» Quoted passage

++++++++++++++++++++

Peace and Place

The landscape of war, propagated by history books and news media, haunts the social imaginary with images of defense infrastructure, environmental destruction, and mass human casualty. As with more insidious forms of conflict, the practice of visualizing peace exists on the periphery of collective consciousness. Although peace is elusive, it does, like all activity, materialize in space, whether that be in an imagined utopia or your own backyard. So, when you visualize peace, you are also visualizing place. As part of the Visualising Peace Project, we set out to explore how a more explicitly place-based dialogue on peace might empower individuals and communities to embrace the peacebuilding potential of their placemaking practices. 

Eleni Spiliotes and Margeaux de Seze, Visualising Peace students

Eleni and Margeaux have been members of the Visualising Peace team since Autumn 2022. Their work encompasses questions of peace and place, and how physical location and landscape contribute to political and personal peace.

++++++++++++++++++++

» List of tasks
• 1. Answer these questions about the piece on peace and place:
(a) What three kinds of images does the landscape of war haunt the social imaginary with?
(b) As part of which project did the authors set out to explore a place-based dialogue on peace?
(c) Since when have Eleni and Margeaux been members of the Visualising Peace team?
• 2. Resume the piece on peace and place, picking up after its last sentence.
The lines that come next are separate material, apart from the piece on peace and place.

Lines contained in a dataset
++++++++++++++++++++

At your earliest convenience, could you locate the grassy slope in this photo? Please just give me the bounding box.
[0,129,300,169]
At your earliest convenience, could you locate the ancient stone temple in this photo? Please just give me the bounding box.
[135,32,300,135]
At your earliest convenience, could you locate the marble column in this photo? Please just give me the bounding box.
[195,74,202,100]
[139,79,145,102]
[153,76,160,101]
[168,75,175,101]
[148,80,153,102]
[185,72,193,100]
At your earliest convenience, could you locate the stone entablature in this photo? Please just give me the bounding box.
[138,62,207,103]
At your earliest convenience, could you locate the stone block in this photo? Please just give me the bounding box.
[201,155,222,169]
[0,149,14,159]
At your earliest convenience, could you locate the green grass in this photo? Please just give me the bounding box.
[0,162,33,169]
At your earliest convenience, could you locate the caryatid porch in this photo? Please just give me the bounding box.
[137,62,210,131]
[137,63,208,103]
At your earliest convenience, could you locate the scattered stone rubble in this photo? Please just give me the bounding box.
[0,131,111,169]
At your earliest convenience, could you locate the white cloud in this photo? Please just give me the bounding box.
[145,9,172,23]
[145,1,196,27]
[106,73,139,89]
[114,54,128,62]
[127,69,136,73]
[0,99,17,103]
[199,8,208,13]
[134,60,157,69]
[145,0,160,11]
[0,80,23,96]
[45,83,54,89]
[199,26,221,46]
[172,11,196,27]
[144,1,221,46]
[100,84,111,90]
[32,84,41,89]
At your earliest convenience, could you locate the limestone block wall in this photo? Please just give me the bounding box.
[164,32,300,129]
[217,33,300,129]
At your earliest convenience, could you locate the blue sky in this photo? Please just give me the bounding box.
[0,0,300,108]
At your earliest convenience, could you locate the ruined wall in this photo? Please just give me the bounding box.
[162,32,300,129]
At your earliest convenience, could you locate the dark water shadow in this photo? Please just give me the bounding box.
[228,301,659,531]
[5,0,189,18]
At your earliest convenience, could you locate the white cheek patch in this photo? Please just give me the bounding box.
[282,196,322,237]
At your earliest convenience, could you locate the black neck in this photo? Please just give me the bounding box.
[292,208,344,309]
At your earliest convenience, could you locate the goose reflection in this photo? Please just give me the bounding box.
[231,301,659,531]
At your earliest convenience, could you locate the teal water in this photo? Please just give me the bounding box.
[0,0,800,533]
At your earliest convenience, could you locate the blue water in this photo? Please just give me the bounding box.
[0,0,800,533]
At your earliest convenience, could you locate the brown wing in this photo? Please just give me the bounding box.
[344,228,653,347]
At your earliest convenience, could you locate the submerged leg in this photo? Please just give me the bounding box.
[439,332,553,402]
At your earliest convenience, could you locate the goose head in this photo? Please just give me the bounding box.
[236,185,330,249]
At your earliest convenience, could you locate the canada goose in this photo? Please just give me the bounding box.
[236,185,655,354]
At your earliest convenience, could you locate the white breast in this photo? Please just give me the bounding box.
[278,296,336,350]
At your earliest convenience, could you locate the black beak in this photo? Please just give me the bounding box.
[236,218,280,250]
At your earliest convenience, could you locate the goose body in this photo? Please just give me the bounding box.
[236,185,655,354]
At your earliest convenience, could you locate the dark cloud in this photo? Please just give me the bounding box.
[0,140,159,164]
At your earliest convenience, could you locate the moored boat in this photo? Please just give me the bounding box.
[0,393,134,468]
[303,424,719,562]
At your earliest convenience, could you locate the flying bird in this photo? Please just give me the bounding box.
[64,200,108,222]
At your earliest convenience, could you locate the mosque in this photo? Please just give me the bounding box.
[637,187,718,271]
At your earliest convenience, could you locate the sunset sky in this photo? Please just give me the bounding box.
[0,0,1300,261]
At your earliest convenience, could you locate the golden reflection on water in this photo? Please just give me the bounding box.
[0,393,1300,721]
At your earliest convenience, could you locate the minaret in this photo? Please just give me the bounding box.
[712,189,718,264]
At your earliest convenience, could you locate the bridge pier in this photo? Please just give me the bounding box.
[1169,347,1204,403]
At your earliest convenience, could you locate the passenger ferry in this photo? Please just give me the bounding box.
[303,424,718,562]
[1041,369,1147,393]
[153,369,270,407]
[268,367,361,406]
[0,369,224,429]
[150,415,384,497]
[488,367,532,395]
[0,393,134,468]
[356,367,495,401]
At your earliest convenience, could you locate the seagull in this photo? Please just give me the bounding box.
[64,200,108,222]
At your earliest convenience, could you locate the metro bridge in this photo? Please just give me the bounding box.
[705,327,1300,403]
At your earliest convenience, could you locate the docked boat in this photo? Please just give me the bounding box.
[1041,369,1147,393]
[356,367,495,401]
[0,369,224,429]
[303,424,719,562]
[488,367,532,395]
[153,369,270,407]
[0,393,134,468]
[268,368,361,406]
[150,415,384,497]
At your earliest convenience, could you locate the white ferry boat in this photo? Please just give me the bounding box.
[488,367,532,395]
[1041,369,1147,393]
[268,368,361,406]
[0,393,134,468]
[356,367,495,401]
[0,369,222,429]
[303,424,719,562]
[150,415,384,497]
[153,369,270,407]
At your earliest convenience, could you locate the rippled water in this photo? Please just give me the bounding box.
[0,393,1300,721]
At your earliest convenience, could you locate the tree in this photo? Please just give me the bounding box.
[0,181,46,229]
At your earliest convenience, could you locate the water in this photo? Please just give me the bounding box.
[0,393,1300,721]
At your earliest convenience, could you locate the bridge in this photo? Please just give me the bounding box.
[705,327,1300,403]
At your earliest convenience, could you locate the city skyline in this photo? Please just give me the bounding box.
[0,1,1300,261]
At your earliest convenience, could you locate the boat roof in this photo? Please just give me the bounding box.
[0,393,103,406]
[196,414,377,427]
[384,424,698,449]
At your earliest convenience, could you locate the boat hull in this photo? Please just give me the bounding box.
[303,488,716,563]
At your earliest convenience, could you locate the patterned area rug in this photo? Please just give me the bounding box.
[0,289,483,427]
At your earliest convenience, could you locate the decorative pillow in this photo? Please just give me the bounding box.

++++++++++++++++++++

» Responses to the tasks
• 1.
(a) Defense infrastructure, environmental destruction, and mass human casualty.
(b) The Visualising Peace Project.
(c) Since Autumn 2022.

• 2.
Eleni has written for our Museum of Peace on “Visualising Peaceful Cities”—that is, cities which are designed to minimise the impact of human waste and expansion and maximise environmental and personal healing—both theoretically and in (imperfect) practice, in places like Saudi Arabia, Arizona, and Minnesota. She translated this research, which she discusses in depth in this presentation, into an Instagram page exploring peace and place entitled “The Invisible Urbicide.” She writes about this project here.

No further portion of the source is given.